■ **TASK TO COMPLETE**:
How many lines in the rows below contain the string "element", with case counting? Reply with the number alone.

Collected data
'''

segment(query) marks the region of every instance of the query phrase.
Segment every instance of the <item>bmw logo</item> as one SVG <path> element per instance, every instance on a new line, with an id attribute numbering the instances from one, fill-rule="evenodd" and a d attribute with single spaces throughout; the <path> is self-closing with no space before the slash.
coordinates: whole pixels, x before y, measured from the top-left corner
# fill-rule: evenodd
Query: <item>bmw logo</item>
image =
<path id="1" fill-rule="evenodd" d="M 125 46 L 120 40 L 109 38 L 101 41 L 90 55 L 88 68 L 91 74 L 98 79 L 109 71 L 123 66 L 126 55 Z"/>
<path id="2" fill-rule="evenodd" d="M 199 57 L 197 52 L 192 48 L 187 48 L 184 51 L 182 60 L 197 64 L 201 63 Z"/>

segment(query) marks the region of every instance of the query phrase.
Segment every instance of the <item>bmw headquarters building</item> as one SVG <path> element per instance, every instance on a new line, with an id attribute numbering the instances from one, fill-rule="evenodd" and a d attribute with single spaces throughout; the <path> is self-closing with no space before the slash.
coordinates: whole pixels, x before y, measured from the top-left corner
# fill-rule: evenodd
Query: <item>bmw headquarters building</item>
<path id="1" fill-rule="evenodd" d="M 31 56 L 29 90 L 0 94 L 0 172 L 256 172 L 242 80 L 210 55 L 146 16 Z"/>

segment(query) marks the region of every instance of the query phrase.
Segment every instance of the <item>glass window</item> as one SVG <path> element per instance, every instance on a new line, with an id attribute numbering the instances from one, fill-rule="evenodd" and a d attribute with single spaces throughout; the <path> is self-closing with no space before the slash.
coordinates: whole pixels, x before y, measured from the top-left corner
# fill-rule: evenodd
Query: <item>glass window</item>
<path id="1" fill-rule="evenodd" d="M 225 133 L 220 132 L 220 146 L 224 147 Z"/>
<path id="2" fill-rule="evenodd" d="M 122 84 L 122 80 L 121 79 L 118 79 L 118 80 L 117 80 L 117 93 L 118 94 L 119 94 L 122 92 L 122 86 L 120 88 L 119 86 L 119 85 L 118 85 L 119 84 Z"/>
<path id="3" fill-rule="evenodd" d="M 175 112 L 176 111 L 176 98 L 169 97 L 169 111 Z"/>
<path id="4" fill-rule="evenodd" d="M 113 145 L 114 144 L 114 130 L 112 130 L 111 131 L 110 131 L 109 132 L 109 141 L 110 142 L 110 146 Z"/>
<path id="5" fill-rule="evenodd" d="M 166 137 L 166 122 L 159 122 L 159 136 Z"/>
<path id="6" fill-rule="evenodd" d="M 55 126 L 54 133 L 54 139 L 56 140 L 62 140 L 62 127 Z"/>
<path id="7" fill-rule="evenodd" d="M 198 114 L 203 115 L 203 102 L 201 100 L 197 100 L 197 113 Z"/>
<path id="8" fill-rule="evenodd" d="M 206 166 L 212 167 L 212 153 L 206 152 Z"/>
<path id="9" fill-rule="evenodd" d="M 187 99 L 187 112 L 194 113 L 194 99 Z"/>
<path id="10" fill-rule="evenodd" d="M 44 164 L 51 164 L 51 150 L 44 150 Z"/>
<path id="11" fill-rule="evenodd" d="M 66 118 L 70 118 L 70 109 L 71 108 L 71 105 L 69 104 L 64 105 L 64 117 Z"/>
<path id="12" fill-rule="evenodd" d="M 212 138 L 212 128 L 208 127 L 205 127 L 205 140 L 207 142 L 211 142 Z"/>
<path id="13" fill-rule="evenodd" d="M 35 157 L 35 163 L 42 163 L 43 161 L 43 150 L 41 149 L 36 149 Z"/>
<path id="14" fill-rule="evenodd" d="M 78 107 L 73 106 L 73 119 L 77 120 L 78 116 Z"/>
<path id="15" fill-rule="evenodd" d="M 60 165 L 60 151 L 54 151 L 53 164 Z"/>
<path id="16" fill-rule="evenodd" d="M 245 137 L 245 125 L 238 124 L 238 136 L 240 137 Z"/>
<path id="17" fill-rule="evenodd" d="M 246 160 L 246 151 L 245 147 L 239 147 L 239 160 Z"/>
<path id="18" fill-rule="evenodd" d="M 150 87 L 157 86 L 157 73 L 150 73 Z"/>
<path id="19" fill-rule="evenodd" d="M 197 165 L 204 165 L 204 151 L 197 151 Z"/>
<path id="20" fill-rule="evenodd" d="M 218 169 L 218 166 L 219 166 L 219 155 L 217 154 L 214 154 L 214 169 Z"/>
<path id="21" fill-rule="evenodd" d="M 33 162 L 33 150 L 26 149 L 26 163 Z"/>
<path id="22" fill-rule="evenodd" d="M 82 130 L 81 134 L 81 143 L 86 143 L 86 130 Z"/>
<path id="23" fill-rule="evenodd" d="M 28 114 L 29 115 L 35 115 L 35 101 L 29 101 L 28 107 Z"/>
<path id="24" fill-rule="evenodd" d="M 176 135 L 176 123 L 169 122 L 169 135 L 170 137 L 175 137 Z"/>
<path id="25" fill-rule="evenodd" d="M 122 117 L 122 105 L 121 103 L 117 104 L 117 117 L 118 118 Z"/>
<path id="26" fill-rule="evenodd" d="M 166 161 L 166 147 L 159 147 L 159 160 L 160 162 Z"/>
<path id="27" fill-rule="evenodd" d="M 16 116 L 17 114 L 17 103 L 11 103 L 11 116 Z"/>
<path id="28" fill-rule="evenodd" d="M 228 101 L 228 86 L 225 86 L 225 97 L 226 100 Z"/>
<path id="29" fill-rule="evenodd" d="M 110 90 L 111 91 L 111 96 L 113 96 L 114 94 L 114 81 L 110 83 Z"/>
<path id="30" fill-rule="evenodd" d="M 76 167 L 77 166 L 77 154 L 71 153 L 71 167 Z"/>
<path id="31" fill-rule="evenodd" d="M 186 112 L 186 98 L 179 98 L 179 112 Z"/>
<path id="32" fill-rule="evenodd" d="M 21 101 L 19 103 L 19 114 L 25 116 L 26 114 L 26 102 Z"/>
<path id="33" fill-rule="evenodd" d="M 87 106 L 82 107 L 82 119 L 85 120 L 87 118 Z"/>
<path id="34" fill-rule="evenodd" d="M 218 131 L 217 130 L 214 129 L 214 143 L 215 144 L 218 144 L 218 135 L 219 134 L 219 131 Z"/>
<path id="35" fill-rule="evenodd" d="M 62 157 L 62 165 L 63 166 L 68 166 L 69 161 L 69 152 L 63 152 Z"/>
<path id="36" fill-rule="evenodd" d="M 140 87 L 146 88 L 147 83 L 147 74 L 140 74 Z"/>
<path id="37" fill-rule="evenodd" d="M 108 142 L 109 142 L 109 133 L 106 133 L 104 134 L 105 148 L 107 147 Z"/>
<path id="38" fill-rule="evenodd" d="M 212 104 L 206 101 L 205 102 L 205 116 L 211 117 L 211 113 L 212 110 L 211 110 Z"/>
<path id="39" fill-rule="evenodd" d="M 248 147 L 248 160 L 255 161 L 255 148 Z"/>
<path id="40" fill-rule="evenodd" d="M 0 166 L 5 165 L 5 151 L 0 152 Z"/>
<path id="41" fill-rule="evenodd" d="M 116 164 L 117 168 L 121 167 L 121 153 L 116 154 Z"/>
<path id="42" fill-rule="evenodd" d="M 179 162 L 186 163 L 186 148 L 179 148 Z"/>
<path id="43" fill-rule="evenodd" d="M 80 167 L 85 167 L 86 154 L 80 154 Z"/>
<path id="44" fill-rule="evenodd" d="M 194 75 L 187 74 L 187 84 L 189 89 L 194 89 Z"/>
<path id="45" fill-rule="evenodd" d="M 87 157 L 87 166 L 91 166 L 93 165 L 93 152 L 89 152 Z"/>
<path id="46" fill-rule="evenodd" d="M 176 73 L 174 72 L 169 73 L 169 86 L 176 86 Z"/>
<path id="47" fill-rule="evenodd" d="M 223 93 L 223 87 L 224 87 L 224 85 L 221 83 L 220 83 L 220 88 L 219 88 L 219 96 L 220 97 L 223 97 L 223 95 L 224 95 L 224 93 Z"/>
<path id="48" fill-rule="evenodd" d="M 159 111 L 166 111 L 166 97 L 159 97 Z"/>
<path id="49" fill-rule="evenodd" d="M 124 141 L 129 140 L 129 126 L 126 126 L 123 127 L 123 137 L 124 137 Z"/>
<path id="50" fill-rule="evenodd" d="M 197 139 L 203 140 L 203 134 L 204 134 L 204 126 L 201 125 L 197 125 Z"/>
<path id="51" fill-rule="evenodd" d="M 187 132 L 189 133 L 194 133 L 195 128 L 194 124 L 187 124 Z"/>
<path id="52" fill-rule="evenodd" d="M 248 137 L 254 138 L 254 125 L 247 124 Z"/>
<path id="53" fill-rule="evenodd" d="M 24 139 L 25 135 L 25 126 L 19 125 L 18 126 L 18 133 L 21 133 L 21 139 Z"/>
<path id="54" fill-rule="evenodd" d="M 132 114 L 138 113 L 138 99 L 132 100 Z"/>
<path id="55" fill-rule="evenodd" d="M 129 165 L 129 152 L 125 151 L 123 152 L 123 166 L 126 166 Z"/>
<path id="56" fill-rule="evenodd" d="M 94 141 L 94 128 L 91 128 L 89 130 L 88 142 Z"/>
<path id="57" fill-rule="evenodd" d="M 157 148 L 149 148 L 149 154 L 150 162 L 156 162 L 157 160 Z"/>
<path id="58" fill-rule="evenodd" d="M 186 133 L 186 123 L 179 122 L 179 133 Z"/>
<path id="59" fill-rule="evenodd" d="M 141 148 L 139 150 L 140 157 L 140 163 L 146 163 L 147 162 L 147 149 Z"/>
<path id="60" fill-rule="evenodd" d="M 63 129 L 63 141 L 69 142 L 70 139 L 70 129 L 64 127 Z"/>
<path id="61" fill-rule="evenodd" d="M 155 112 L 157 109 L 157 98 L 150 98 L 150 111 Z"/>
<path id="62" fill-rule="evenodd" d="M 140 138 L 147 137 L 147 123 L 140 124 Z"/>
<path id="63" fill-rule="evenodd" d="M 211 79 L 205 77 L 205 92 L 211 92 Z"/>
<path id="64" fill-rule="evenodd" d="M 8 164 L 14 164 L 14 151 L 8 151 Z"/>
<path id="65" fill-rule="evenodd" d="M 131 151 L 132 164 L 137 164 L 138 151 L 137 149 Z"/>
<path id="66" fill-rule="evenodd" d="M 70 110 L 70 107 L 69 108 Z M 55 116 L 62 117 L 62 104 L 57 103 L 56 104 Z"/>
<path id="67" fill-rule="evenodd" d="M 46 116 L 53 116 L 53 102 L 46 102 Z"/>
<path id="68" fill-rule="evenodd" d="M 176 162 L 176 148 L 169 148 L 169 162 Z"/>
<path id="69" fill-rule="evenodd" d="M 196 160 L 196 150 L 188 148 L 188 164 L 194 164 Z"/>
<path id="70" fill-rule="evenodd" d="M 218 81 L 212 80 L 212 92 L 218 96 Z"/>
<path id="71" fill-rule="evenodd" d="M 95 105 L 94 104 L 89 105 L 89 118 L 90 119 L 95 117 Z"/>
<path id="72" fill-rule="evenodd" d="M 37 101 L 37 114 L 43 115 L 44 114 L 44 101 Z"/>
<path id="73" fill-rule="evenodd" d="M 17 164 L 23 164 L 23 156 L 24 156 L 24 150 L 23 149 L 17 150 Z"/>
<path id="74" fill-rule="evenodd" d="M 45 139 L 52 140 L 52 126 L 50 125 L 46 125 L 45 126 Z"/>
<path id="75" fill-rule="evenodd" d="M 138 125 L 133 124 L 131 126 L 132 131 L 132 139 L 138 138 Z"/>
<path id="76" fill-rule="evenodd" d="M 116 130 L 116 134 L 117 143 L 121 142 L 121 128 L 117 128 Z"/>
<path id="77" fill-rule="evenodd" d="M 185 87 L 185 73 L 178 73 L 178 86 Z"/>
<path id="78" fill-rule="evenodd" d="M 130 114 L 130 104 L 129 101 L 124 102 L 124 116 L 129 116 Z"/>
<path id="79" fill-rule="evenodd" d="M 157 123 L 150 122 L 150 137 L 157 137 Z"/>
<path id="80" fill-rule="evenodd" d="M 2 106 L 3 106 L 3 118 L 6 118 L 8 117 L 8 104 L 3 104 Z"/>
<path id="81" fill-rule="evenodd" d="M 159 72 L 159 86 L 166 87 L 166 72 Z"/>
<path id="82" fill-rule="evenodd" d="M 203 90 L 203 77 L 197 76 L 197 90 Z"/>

'''

■ **ANSWER TO THIS TASK**:
3